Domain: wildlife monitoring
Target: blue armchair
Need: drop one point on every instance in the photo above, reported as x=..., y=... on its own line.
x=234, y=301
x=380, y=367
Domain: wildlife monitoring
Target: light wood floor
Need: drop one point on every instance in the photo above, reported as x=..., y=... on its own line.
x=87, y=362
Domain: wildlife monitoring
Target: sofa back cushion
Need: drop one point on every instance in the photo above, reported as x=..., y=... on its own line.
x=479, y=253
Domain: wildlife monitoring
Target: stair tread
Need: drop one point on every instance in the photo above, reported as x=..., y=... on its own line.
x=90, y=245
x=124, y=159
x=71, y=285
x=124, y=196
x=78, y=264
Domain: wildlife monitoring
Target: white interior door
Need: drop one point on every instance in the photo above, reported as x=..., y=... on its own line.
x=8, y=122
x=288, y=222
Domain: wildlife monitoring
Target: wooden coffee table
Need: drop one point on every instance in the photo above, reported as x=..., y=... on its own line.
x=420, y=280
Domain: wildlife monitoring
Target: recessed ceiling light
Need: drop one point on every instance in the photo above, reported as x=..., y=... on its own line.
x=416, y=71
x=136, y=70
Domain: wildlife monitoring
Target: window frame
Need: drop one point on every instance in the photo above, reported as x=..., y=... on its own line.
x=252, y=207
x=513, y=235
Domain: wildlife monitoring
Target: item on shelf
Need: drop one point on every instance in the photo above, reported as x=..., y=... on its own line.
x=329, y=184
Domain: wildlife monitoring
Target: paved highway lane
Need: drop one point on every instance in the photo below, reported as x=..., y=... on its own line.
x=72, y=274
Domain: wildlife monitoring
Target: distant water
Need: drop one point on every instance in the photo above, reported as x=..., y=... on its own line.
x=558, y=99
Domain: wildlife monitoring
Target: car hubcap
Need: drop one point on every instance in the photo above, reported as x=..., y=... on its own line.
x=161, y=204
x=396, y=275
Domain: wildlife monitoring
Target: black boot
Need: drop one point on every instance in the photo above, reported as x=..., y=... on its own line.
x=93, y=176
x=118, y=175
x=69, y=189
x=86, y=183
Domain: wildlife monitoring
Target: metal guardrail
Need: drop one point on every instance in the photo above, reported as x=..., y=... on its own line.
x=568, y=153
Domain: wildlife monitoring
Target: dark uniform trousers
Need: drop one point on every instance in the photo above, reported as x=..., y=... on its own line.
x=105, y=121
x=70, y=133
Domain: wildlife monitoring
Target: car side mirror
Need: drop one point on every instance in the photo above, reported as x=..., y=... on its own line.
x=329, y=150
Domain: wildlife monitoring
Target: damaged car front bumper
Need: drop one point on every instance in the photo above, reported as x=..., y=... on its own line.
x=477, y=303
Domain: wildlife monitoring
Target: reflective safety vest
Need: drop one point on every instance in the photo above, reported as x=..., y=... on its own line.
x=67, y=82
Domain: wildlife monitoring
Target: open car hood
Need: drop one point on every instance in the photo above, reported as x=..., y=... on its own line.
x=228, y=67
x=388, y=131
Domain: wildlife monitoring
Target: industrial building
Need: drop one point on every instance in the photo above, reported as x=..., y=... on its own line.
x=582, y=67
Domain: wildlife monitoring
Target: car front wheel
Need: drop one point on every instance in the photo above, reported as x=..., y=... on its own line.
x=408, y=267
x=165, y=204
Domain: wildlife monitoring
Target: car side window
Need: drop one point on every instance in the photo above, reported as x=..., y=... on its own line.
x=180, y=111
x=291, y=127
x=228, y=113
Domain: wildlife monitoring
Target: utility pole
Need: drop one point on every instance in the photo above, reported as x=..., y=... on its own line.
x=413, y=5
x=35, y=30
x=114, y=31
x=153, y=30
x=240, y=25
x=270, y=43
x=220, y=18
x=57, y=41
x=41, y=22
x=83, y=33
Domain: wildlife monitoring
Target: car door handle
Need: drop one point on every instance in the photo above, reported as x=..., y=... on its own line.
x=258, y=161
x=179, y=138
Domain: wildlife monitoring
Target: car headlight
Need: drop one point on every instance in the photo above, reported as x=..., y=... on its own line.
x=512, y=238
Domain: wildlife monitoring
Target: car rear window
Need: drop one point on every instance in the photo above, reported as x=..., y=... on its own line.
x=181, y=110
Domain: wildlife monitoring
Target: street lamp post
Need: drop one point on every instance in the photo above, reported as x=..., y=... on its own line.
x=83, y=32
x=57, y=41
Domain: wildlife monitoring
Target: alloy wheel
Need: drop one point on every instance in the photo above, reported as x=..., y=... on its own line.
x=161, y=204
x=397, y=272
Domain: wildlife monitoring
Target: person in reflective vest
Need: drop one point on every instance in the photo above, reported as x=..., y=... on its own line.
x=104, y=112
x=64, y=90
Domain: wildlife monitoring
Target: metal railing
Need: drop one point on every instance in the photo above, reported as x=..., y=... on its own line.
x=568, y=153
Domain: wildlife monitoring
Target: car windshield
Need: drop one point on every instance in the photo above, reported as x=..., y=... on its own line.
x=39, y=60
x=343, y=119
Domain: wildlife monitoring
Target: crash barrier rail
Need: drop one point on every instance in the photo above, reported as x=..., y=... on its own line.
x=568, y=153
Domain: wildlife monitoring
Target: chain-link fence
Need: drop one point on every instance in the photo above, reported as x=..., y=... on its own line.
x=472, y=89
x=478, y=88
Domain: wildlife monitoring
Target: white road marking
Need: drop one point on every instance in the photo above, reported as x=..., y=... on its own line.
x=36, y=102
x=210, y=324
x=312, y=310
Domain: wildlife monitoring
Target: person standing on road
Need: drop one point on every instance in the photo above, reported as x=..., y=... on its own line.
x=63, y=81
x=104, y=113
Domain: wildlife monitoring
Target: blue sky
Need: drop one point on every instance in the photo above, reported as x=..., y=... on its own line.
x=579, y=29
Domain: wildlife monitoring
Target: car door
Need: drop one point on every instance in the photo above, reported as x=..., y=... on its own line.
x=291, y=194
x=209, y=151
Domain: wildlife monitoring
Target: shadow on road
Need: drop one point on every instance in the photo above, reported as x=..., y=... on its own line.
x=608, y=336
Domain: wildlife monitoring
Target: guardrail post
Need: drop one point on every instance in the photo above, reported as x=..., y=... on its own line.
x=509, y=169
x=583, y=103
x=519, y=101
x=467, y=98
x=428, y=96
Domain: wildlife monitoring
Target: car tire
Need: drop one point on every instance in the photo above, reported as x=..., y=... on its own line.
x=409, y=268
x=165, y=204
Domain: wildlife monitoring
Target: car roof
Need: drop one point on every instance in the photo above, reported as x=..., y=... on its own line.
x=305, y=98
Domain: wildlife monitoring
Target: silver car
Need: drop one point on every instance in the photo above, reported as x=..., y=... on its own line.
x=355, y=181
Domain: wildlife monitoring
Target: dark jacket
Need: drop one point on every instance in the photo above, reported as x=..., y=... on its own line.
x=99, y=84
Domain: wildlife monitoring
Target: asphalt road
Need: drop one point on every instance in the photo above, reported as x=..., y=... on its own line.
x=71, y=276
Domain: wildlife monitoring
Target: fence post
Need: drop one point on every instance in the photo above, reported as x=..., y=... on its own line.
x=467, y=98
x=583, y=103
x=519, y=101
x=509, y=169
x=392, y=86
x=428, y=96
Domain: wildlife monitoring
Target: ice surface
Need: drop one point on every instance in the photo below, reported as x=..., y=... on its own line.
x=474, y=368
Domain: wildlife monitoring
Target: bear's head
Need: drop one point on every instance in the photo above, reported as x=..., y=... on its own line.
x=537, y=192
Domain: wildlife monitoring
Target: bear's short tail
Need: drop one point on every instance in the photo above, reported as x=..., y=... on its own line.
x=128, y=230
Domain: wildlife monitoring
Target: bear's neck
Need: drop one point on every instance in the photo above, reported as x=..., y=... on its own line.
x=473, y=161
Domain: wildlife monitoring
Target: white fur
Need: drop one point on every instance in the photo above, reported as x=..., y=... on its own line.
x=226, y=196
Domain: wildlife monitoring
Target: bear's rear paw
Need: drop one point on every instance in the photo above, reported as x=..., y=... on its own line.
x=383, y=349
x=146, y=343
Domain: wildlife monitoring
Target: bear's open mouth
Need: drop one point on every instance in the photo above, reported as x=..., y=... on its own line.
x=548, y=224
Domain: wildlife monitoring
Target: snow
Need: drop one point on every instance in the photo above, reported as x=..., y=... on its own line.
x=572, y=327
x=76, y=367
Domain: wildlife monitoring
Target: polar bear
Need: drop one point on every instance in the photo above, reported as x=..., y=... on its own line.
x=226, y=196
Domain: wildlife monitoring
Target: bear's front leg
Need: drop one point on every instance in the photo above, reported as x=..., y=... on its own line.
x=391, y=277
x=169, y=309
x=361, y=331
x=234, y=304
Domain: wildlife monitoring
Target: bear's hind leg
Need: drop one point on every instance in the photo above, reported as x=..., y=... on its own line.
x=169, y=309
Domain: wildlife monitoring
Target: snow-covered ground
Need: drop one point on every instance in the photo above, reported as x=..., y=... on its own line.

= = =

Activity: Would you set down, word for word, the lines from the opening of the entries above through the line with "Target: wooden coffee table", both included, and no others?

Reply to the exercise:
Domain: wildlife monitoring
Target: blue armchair
Need: drop one point on every instance in the photo above, reported as x=..., y=... on its own line.
x=234, y=301
x=380, y=367
Domain: wildlife monitoring
Target: light wood floor
Need: drop one point on every instance in the photo above, reported as x=..., y=... on its own line.
x=87, y=362
Domain: wildlife monitoring
Target: sofa back cushion
Need: drop one point on every instance in the photo above, reported as x=..., y=... on its own line.
x=479, y=253
Domain: wildlife monitoring
Target: stair tread
Need: drop one point on every instance in the photo above, reported as x=..., y=... on its own line.
x=90, y=245
x=124, y=159
x=71, y=285
x=124, y=196
x=78, y=264
Domain: wildlife monitoring
Target: white interior door
Need: drop one point on every instance in the photo above, reported as x=..., y=... on its own line.
x=8, y=122
x=288, y=222
Domain: wildlife monitoring
Target: wooden coffee table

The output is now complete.